Alıştırma amacı: Aşağıdaki âhirete iman konulu metin, son cümlesinden sonra nasıl sürer? Devamını yazın.

Âhİrete İman üzerİne – 2

Okuma Süresi 3 dkYayınlanma Pazartesi, Nisan 13 2020
  Âhiret inancı; insanı, insanlık çizgisinde tutan en önemli îman erkanından biridir. Âhiret, insanın Allah huzurunda, dünyâda yaptığı iyilik ve kötülük, hayır ve şer adına ne varsa bunların hesâbının sorulacağı, âdilâne muâmele göreceği ölümsüz ve ebedi bir âlemdir.
     Âhirete inanan mü’minler; günahlarıyla hem nefsini, hem Peygamber Efendimiz‘i (sav) mahçup etmeme adına, Allah huzurunda zor durumda kalmaktan korkar, hayatlarını buna göre tanzim etmeye gayret ederler.
      Allah‘ı inkar eden, inanıyor görünüp ihmal edenlere gelince, dünyâ hayatları itibâriyle kazanıyor gibi görünseler bile, âhiret hayatları adına bin nedâmet duyacakları bir kayıp içindedirler ama,farkında değillerdir.
       Bütün peygamberler, insanlara âhiret inancıyla mes‘uliyetlerini hatırlatmış ve ikazda bulunmuşlardır. Peygamber Efendimiz (sav), başta olmak üzere hepsi, kavimlerinden her türlü ezâ ve cefâya mâruz kalmışlar ama, hiç bir zaman peygamberlik vazîfesini ihmal etmemiş, en ağır şartlarda bile tebliğ ve temsil sorumluluklarını yerine getirmişlerdir.

Verilen veriler:
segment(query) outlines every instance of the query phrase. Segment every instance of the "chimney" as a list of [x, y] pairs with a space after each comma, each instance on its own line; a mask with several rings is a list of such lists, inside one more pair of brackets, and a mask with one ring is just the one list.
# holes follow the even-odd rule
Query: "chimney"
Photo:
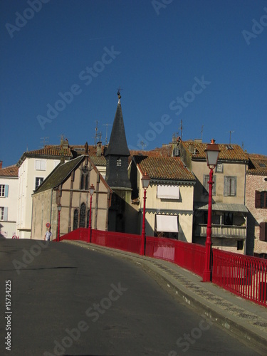
[[96, 144], [96, 156], [100, 157], [102, 155], [102, 142], [99, 141]]

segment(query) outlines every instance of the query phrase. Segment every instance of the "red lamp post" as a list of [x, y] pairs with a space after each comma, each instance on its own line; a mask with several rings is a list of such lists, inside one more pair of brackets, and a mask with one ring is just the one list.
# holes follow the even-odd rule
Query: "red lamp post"
[[147, 189], [148, 188], [150, 182], [150, 177], [147, 174], [147, 173], [142, 176], [141, 182], [142, 182], [142, 186], [144, 189], [144, 209], [143, 209], [143, 223], [142, 223], [142, 235], [141, 235], [140, 255], [144, 256], [145, 254], [145, 201], [147, 199]]
[[211, 281], [211, 213], [212, 213], [212, 187], [213, 171], [217, 164], [219, 154], [219, 145], [215, 143], [214, 140], [211, 140], [205, 150], [206, 155], [206, 162], [210, 169], [209, 183], [209, 208], [208, 208], [208, 222], [206, 224], [206, 239], [205, 251], [205, 266], [203, 273], [203, 282]]
[[92, 242], [92, 227], [91, 227], [91, 220], [92, 220], [92, 199], [93, 199], [93, 194], [94, 194], [95, 192], [95, 187], [92, 184], [90, 189], [89, 189], [89, 193], [90, 193], [90, 211], [89, 211], [89, 224], [88, 224], [88, 242]]
[[61, 204], [58, 205], [58, 236], [56, 241], [59, 242], [60, 240], [60, 233], [61, 233]]

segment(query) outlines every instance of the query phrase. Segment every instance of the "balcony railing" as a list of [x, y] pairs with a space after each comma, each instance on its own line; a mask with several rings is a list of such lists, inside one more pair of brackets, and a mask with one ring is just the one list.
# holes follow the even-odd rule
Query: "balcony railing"
[[[194, 234], [197, 236], [206, 236], [206, 224], [199, 224], [196, 226]], [[213, 237], [240, 237], [246, 239], [246, 226], [238, 225], [214, 225], [211, 226]]]

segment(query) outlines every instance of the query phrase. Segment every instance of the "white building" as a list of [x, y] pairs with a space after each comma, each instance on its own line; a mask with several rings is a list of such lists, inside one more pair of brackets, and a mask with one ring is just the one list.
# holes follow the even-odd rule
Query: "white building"
[[16, 235], [18, 204], [18, 167], [2, 168], [0, 162], [0, 237], [11, 239]]

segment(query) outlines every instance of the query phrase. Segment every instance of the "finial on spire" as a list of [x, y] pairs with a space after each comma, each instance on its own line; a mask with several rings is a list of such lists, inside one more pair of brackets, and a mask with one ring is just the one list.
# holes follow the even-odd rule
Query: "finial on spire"
[[119, 102], [118, 103], [120, 104], [120, 98], [121, 98], [121, 95], [120, 95], [120, 90], [122, 89], [120, 88], [120, 88], [117, 89], [117, 98], [119, 98]]

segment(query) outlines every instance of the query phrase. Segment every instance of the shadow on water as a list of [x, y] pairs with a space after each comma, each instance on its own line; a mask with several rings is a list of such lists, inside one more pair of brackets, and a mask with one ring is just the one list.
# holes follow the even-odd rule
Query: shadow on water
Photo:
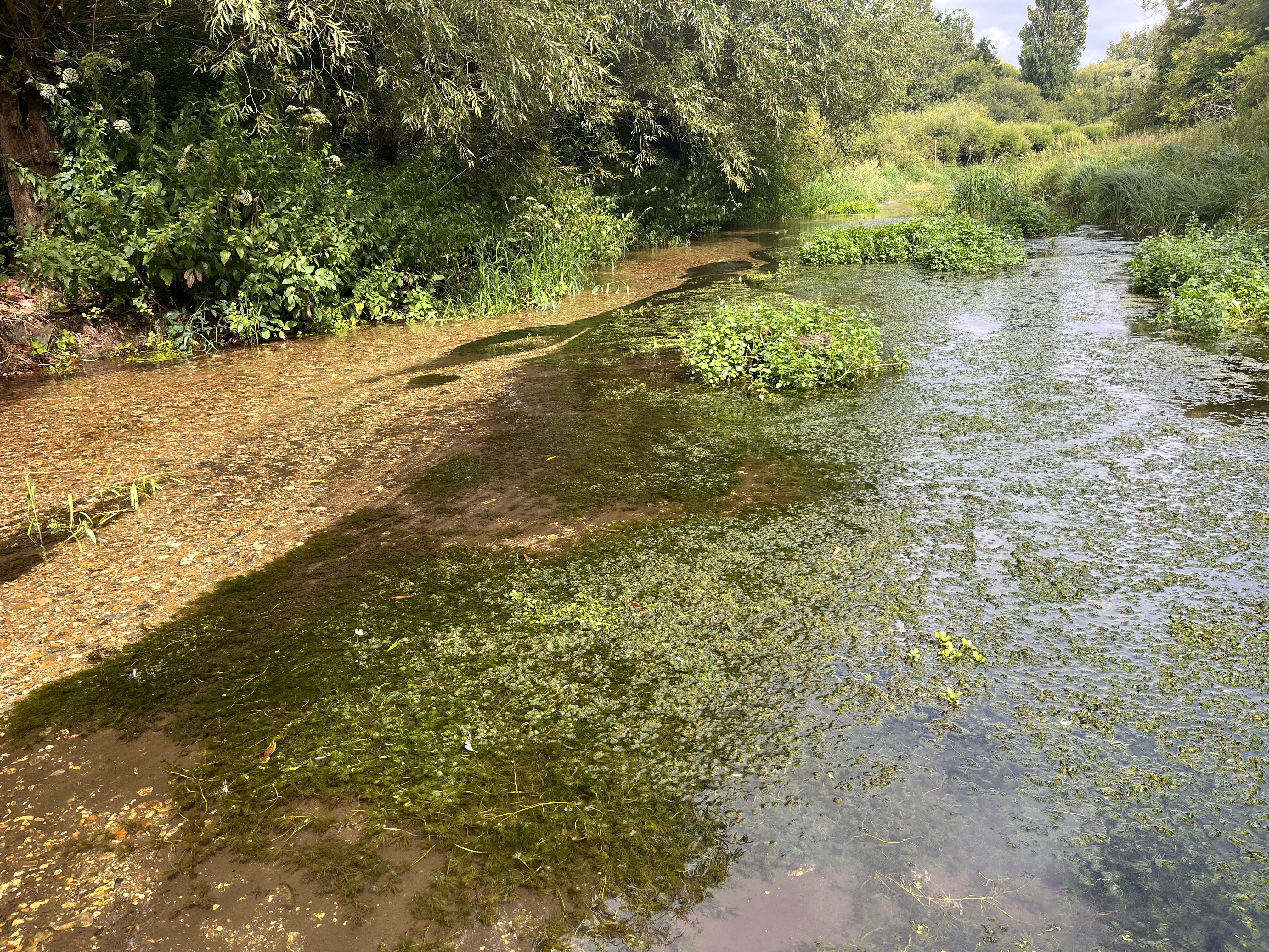
[[[572, 338], [396, 499], [9, 729], [173, 715], [207, 750], [174, 779], [195, 854], [354, 797], [359, 843], [457, 844], [420, 941], [532, 889], [579, 949], [1255, 948], [1263, 447], [1187, 414], [1236, 372], [1134, 330], [1128, 255], [723, 268], [464, 345]], [[763, 401], [683, 376], [684, 320], [772, 293], [874, 308], [910, 369]]]

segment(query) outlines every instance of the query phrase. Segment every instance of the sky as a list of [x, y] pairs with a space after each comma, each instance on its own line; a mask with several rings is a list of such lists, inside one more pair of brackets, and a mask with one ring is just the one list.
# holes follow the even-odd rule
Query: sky
[[[1027, 23], [1027, 0], [934, 0], [940, 10], [968, 10], [976, 36], [986, 33], [1000, 51], [1000, 58], [1016, 63], [1022, 43], [1018, 30]], [[1126, 30], [1140, 29], [1159, 19], [1141, 8], [1141, 0], [1089, 0], [1089, 42], [1084, 62], [1096, 62], [1107, 47]]]

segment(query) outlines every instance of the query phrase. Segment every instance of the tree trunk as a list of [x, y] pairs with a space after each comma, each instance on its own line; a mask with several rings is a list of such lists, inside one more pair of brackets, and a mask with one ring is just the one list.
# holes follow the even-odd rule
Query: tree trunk
[[0, 80], [0, 155], [4, 156], [4, 176], [13, 202], [13, 220], [18, 234], [38, 228], [44, 223], [47, 208], [36, 195], [36, 189], [14, 174], [20, 165], [34, 175], [48, 179], [57, 171], [57, 140], [44, 119], [44, 102], [34, 86], [23, 84], [14, 89]]

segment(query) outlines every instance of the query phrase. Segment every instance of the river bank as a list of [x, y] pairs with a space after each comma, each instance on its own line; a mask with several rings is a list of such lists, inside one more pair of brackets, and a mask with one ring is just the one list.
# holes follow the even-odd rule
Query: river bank
[[[1091, 228], [999, 274], [711, 283], [799, 227], [603, 317], [453, 341], [489, 358], [464, 380], [537, 345], [490, 425], [14, 708], [53, 787], [80, 725], [161, 729], [138, 744], [170, 798], [138, 784], [105, 829], [179, 815], [162, 868], [211, 891], [121, 901], [103, 937], [244, 947], [284, 881], [307, 911], [270, 922], [310, 949], [1251, 941], [1259, 340], [1151, 324], [1132, 245]], [[720, 298], [780, 294], [871, 308], [909, 368], [756, 400], [666, 354]]]

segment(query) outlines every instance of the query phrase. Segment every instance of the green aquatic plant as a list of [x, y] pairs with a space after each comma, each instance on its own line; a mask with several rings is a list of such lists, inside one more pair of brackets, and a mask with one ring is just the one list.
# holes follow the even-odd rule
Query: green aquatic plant
[[1027, 260], [1022, 244], [967, 215], [869, 228], [826, 228], [798, 249], [806, 264], [915, 261], [933, 272], [995, 272]]
[[683, 334], [683, 363], [714, 386], [749, 381], [769, 390], [851, 385], [902, 358], [882, 358], [867, 311], [789, 300], [720, 302]]
[[1137, 245], [1137, 291], [1167, 297], [1157, 320], [1195, 336], [1269, 325], [1269, 232], [1192, 226]]

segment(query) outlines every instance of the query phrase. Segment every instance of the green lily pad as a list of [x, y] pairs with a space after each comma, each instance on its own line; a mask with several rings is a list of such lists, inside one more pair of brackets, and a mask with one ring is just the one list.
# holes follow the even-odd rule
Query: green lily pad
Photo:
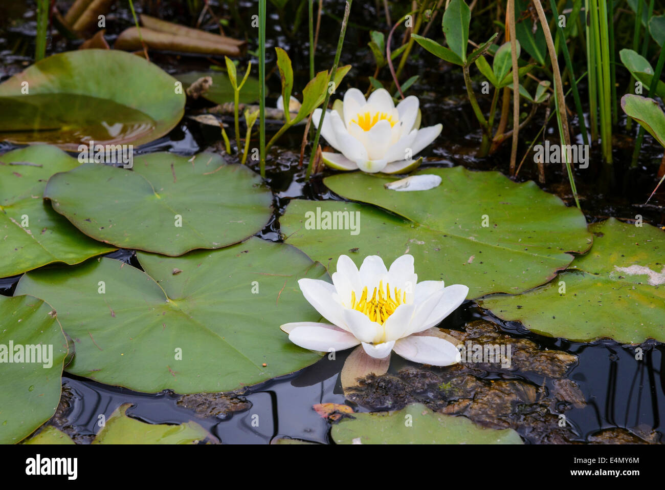
[[58, 407], [67, 342], [52, 310], [33, 296], [0, 296], [0, 444], [29, 435]]
[[338, 444], [523, 444], [512, 429], [485, 429], [466, 417], [432, 411], [422, 403], [402, 410], [354, 413], [332, 426]]
[[76, 444], [72, 438], [53, 425], [46, 425], [39, 434], [23, 441], [24, 444]]
[[[241, 67], [241, 71], [245, 69]], [[225, 104], [233, 101], [233, 87], [231, 85], [226, 73], [221, 71], [192, 71], [189, 73], [176, 75], [176, 78], [182, 82], [183, 87], [189, 88], [190, 85], [203, 77], [212, 79], [212, 85], [201, 95], [203, 98], [215, 104]], [[251, 104], [259, 101], [259, 80], [253, 77], [248, 77], [245, 85], [240, 91], [241, 104]]]
[[79, 232], [42, 198], [51, 175], [79, 164], [47, 145], [0, 156], [0, 277], [51, 262], [78, 264], [115, 250]]
[[72, 151], [142, 144], [170, 131], [184, 113], [176, 79], [115, 49], [82, 49], [45, 58], [0, 84], [0, 140], [43, 142]]
[[[423, 174], [439, 175], [442, 182], [429, 190], [400, 192], [384, 187], [393, 177], [361, 172], [328, 177], [326, 185], [337, 194], [400, 216], [349, 202], [294, 200], [280, 218], [285, 240], [331, 273], [342, 254], [360, 266], [367, 255], [378, 254], [390, 264], [409, 253], [418, 280], [465, 284], [469, 298], [521, 292], [547, 282], [570, 264], [569, 252], [591, 245], [582, 213], [533, 182], [516, 184], [497, 172], [461, 166], [416, 172]], [[315, 223], [307, 218], [315, 217], [317, 208], [355, 212], [360, 226], [356, 232], [308, 229]]]
[[92, 444], [198, 444], [205, 439], [217, 442], [216, 437], [194, 421], [172, 425], [132, 419], [125, 413], [131, 406], [123, 403], [116, 409]]
[[665, 234], [610, 218], [593, 223], [593, 248], [552, 282], [480, 305], [533, 332], [586, 342], [665, 342]]
[[320, 359], [279, 330], [320, 318], [297, 280], [325, 278], [325, 270], [297, 249], [253, 237], [138, 258], [145, 272], [102, 258], [21, 278], [17, 294], [49, 301], [76, 343], [68, 372], [139, 391], [217, 393]]
[[272, 214], [261, 178], [213, 153], [151, 153], [132, 171], [86, 163], [51, 177], [44, 197], [88, 236], [170, 256], [237, 243]]

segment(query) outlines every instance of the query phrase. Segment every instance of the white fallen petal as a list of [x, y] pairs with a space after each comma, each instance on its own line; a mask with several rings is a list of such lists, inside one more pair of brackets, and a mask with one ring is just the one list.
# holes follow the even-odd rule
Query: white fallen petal
[[303, 349], [322, 352], [336, 352], [360, 344], [360, 341], [348, 332], [325, 324], [295, 327], [289, 332], [289, 340]]
[[441, 184], [441, 177], [434, 174], [421, 174], [411, 175], [400, 178], [399, 180], [388, 182], [385, 188], [390, 190], [412, 191], [429, 190], [437, 187]]
[[395, 342], [395, 354], [414, 362], [432, 366], [450, 366], [460, 362], [462, 355], [458, 348], [436, 337], [411, 336]]

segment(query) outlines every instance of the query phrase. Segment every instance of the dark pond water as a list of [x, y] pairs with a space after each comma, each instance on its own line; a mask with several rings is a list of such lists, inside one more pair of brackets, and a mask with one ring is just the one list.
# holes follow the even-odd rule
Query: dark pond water
[[[342, 2], [326, 3], [329, 15], [322, 20], [317, 59], [320, 69], [332, 63], [338, 35], [336, 18], [340, 17], [342, 12]], [[332, 3], [336, 5], [331, 5]], [[368, 27], [385, 31], [382, 17], [377, 16], [374, 11], [374, 2], [354, 3], [353, 24], [349, 27], [342, 57], [342, 63], [351, 63], [354, 69], [340, 87], [342, 91], [350, 86], [358, 86], [363, 90], [366, 88], [367, 76], [374, 72], [371, 55], [366, 47]], [[213, 1], [210, 4], [215, 8], [217, 5]], [[166, 1], [162, 2], [160, 5], [159, 15], [162, 18], [188, 21], [189, 17], [186, 13], [182, 13], [182, 7]], [[255, 9], [253, 3], [239, 2], [239, 11], [245, 20], [255, 13]], [[0, 2], [0, 55], [2, 57], [0, 81], [31, 62], [35, 33], [33, 11], [34, 3], [32, 2], [25, 4]], [[249, 22], [247, 20], [248, 25]], [[119, 7], [109, 15], [107, 23], [108, 40], [112, 45], [114, 37], [132, 25], [131, 16], [126, 9]], [[304, 86], [309, 69], [307, 50], [301, 49], [307, 45], [305, 25], [303, 23], [294, 35], [287, 35], [285, 33], [283, 19], [273, 15], [268, 23], [268, 29], [269, 66], [273, 66], [269, 64], [273, 61], [274, 53], [271, 48], [275, 45], [284, 47], [289, 51], [297, 69], [295, 87]], [[55, 40], [54, 42], [53, 47], [57, 51], [75, 47], [75, 44], [68, 44], [63, 40]], [[250, 50], [255, 47], [255, 41], [250, 41]], [[169, 53], [154, 53], [152, 59], [171, 73], [205, 69], [211, 63], [219, 64], [220, 61]], [[253, 61], [255, 67], [255, 60]], [[421, 56], [410, 63], [407, 71], [410, 75], [420, 76], [410, 93], [417, 95], [420, 99], [425, 119], [424, 124], [444, 122], [445, 126], [436, 144], [424, 153], [426, 156], [424, 165], [464, 165], [473, 169], [499, 170], [507, 173], [509, 144], [505, 144], [487, 158], [479, 159], [474, 156], [479, 142], [479, 132], [470, 107], [466, 102], [464, 83], [459, 71], [440, 66], [428, 57]], [[386, 73], [382, 75], [385, 79]], [[268, 102], [274, 104], [279, 94], [278, 75], [273, 73], [270, 77], [269, 89]], [[489, 100], [481, 100], [481, 103], [489, 107]], [[188, 113], [200, 109], [202, 105], [204, 103], [197, 103], [189, 107]], [[229, 126], [232, 127], [232, 120], [227, 122], [230, 122]], [[530, 138], [535, 136], [543, 122], [544, 114], [539, 114], [531, 124], [520, 132], [523, 138], [519, 152], [520, 156], [524, 154]], [[575, 127], [576, 124], [573, 121]], [[591, 158], [589, 168], [577, 170], [575, 178], [583, 209], [590, 222], [610, 216], [634, 219], [636, 214], [639, 214], [644, 216], [645, 221], [662, 226], [665, 220], [663, 193], [656, 194], [649, 204], [643, 204], [657, 182], [656, 172], [662, 156], [662, 149], [647, 137], [640, 165], [636, 168], [629, 168], [628, 162], [632, 150], [632, 140], [624, 135], [622, 128], [624, 125], [624, 120], [616, 130], [616, 163], [611, 170], [608, 170], [599, 163], [598, 150], [595, 147], [595, 158]], [[267, 130], [269, 133], [276, 129], [269, 125]], [[556, 137], [555, 129], [555, 126], [551, 123], [548, 126], [545, 132], [548, 138]], [[244, 132], [244, 128], [241, 128], [241, 130]], [[281, 239], [279, 218], [290, 198], [339, 198], [325, 188], [321, 175], [315, 176], [309, 182], [305, 182], [304, 169], [298, 166], [301, 138], [301, 127], [293, 128], [285, 134], [269, 155], [267, 183], [273, 192], [275, 212], [266, 228], [258, 234], [267, 240]], [[191, 155], [209, 149], [211, 146], [219, 148], [220, 142], [218, 132], [186, 118], [168, 134], [142, 146], [138, 148], [138, 152], [170, 151]], [[0, 153], [15, 147], [8, 143], [0, 143]], [[529, 158], [519, 180], [537, 178], [536, 169], [532, 168], [528, 160]], [[565, 177], [561, 168], [554, 168], [557, 166], [547, 168], [546, 183], [541, 184], [541, 187], [559, 195], [569, 205], [574, 205]], [[109, 256], [138, 266], [131, 250], [119, 250]], [[16, 276], [0, 279], [0, 293], [11, 295], [19, 278]], [[657, 441], [660, 437], [664, 431], [661, 415], [665, 416], [665, 378], [662, 375], [665, 368], [665, 346], [663, 344], [648, 342], [641, 346], [644, 352], [644, 360], [636, 362], [635, 346], [622, 346], [611, 340], [581, 344], [543, 337], [526, 331], [519, 324], [503, 322], [489, 316], [472, 302], [465, 303], [456, 314], [447, 318], [442, 326], [462, 330], [465, 324], [478, 320], [491, 322], [495, 329], [515, 340], [528, 339], [539, 350], [563, 351], [577, 356], [577, 362], [568, 369], [566, 377], [575, 381], [586, 404], [577, 407], [564, 403], [567, 406], [555, 405], [550, 409], [550, 412], [555, 415], [565, 411], [572, 431], [569, 440], [587, 441], [599, 431], [617, 427], [630, 428], [633, 433], [639, 433], [645, 439]], [[65, 374], [63, 377], [64, 401], [53, 423], [75, 435], [81, 442], [89, 441], [96, 431], [96, 424], [100, 414], [103, 413], [108, 417], [121, 403], [130, 402], [134, 406], [128, 411], [128, 414], [132, 417], [154, 423], [180, 423], [195, 419], [224, 443], [267, 443], [280, 437], [330, 443], [330, 425], [314, 411], [313, 405], [346, 403], [358, 411], [368, 411], [372, 408], [345, 401], [338, 379], [346, 353], [344, 354], [338, 356], [334, 361], [324, 358], [317, 364], [297, 373], [252, 387], [230, 398], [223, 397], [220, 399], [221, 401], [217, 400], [216, 403], [211, 403], [214, 405], [212, 409], [208, 406], [210, 403], [200, 403], [197, 406], [205, 409], [198, 411], [192, 405], [187, 407], [179, 403], [180, 395], [171, 392], [140, 393]], [[416, 365], [398, 361], [393, 363], [390, 373], [397, 375], [400, 369], [404, 368], [415, 369]], [[555, 391], [553, 379], [528, 371], [507, 373], [501, 369], [490, 369], [474, 375], [484, 380], [517, 379], [525, 385], [543, 388], [546, 393]], [[418, 399], [425, 402], [440, 402], [440, 399], [435, 399], [436, 396], [436, 393], [424, 392], [418, 394]], [[519, 408], [515, 409], [515, 411], [517, 416]], [[252, 423], [255, 415], [259, 415], [260, 421], [258, 427]], [[540, 440], [529, 427], [520, 425], [519, 423], [516, 423], [515, 427], [527, 442]], [[650, 437], [646, 435], [650, 433]]]

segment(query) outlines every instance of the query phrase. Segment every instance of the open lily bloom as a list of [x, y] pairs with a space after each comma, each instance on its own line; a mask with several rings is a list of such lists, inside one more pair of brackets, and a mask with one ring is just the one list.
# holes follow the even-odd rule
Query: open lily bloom
[[[323, 161], [333, 168], [386, 174], [408, 172], [420, 161], [414, 159], [441, 133], [442, 125], [418, 129], [418, 97], [410, 95], [397, 107], [385, 89], [365, 100], [358, 89], [346, 91], [341, 111], [329, 111], [321, 134], [341, 153], [323, 152]], [[318, 127], [321, 109], [312, 115]], [[342, 113], [340, 115], [340, 113]], [[406, 159], [408, 158], [408, 159]]]
[[414, 362], [448, 366], [460, 352], [442, 338], [423, 335], [462, 304], [469, 288], [444, 287], [443, 281], [417, 282], [414, 258], [403, 255], [386, 269], [378, 256], [366, 257], [360, 270], [346, 255], [337, 260], [332, 283], [301, 279], [303, 294], [330, 324], [301, 322], [281, 326], [294, 344], [332, 352], [362, 344], [375, 359], [392, 351]]

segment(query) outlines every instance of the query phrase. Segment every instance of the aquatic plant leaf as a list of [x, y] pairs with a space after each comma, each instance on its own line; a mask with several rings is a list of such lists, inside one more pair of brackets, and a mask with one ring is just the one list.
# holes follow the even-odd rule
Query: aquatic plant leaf
[[80, 164], [46, 144], [0, 155], [0, 277], [51, 262], [78, 264], [115, 250], [80, 233], [42, 198], [51, 175]]
[[321, 358], [279, 330], [320, 319], [297, 280], [329, 279], [300, 250], [253, 237], [219, 250], [137, 258], [144, 272], [103, 258], [21, 278], [17, 294], [48, 301], [76, 342], [68, 372], [138, 391], [218, 393]]
[[434, 56], [441, 58], [441, 59], [444, 61], [448, 61], [450, 63], [464, 66], [464, 62], [462, 61], [462, 58], [458, 56], [450, 49], [446, 47], [445, 46], [442, 46], [436, 41], [428, 39], [427, 37], [423, 37], [422, 36], [419, 36], [417, 34], [412, 34], [411, 37], [415, 39], [416, 43], [422, 46], [422, 47], [425, 48], [425, 49], [428, 51]]
[[[621, 58], [621, 63], [636, 80], [641, 82], [647, 90], [651, 88], [654, 69], [646, 58], [632, 49], [622, 49], [619, 51], [619, 57]], [[658, 86], [656, 87], [656, 95], [665, 99], [665, 83], [662, 80], [658, 81]]]
[[157, 65], [123, 51], [53, 55], [0, 84], [0, 140], [71, 151], [90, 140], [146, 143], [182, 117], [185, 95], [176, 83]]
[[[233, 87], [225, 73], [220, 71], [192, 71], [176, 75], [176, 78], [182, 83], [185, 89], [203, 77], [210, 77], [212, 79], [212, 85], [201, 94], [203, 97], [215, 104], [233, 102]], [[258, 100], [259, 81], [253, 77], [249, 77], [240, 91], [239, 102], [241, 104], [251, 104]]]
[[[442, 25], [446, 42], [462, 63], [466, 63], [471, 10], [464, 0], [451, 0], [444, 12]], [[417, 41], [417, 40], [416, 40]]]
[[[519, 58], [521, 47], [519, 41], [517, 43], [517, 57]], [[494, 79], [497, 81], [503, 81], [508, 73], [511, 73], [512, 66], [512, 50], [510, 49], [510, 42], [504, 43], [497, 50], [494, 55], [494, 61], [492, 64], [492, 70], [494, 72]]]
[[151, 153], [132, 170], [86, 163], [51, 177], [44, 197], [88, 236], [170, 256], [251, 236], [272, 204], [257, 174], [213, 153]]
[[39, 431], [29, 439], [25, 439], [23, 444], [76, 444], [72, 438], [53, 425], [45, 425]]
[[545, 33], [540, 23], [536, 21], [535, 33], [533, 31], [534, 22], [528, 14], [530, 0], [515, 0], [515, 33], [517, 41], [527, 53], [531, 55], [543, 66], [547, 56], [547, 44]]
[[[291, 67], [291, 58], [287, 52], [280, 47], [275, 48], [275, 51], [277, 53], [277, 68], [279, 69], [279, 77], [282, 81], [282, 100], [290, 101], [291, 91], [293, 89], [293, 68]], [[284, 117], [287, 122], [291, 121], [291, 115], [288, 111], [284, 111]]]
[[33, 296], [0, 296], [0, 444], [27, 437], [58, 407], [67, 341], [53, 310]]
[[401, 410], [354, 413], [332, 425], [337, 444], [523, 444], [512, 429], [486, 429], [466, 417], [432, 411], [422, 403]]
[[626, 94], [621, 97], [621, 109], [665, 147], [665, 113], [656, 101]]
[[146, 423], [128, 417], [131, 403], [123, 403], [108, 417], [92, 444], [198, 444], [207, 440], [218, 442], [196, 422], [178, 425]]
[[593, 223], [593, 247], [545, 286], [480, 305], [538, 334], [587, 342], [665, 342], [665, 233], [610, 218]]
[[[568, 252], [583, 252], [591, 245], [582, 213], [533, 182], [517, 184], [498, 172], [461, 166], [414, 172], [422, 174], [438, 175], [442, 182], [413, 194], [384, 188], [398, 178], [388, 176], [353, 172], [327, 177], [324, 182], [336, 194], [400, 216], [350, 202], [295, 200], [279, 220], [285, 240], [331, 273], [342, 254], [358, 266], [368, 255], [378, 254], [390, 264], [411, 254], [418, 280], [466, 284], [469, 298], [542, 284], [568, 266], [573, 260]], [[323, 220], [319, 229], [310, 229], [317, 224], [317, 214], [345, 210], [359, 216], [356, 231], [349, 226], [321, 229], [327, 226]]]

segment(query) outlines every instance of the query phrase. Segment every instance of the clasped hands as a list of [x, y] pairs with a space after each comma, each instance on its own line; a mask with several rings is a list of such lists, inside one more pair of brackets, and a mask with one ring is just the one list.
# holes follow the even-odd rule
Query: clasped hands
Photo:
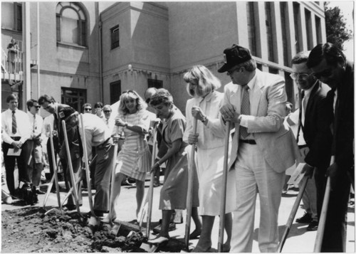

Görev yanıtı:
       Buna rağmen insanlardan bâzıları, Allah’a inanmazlar ve îmandan mahrum kalırlar. Allah’a inanmayan bu insanlar, âhirete de inanmazlar. Âhireti inkar edip inanmayan bu insanların ahlâkı da felç olur.
       İnsanı insanlık çizgisinde tutan, fâziletli, ahlâklı ve değerli kılan şey; yapıp ettiklerinden âhirette hesap verme inancıdır. Bundan mahrum olunca insan, hesap verme sorumluluğundan da uzak kalır. Dünyâyı  kendi tapulu malı gibi sahiplenmeye kalkar. Engel olmak isteyen kim olursa olsun, ona hakkı hayat tanımaz. Her türlü isnat ve iftirâlarla üzerine yüklenir ve îtibarlarını sıfırlamaya gayret eder.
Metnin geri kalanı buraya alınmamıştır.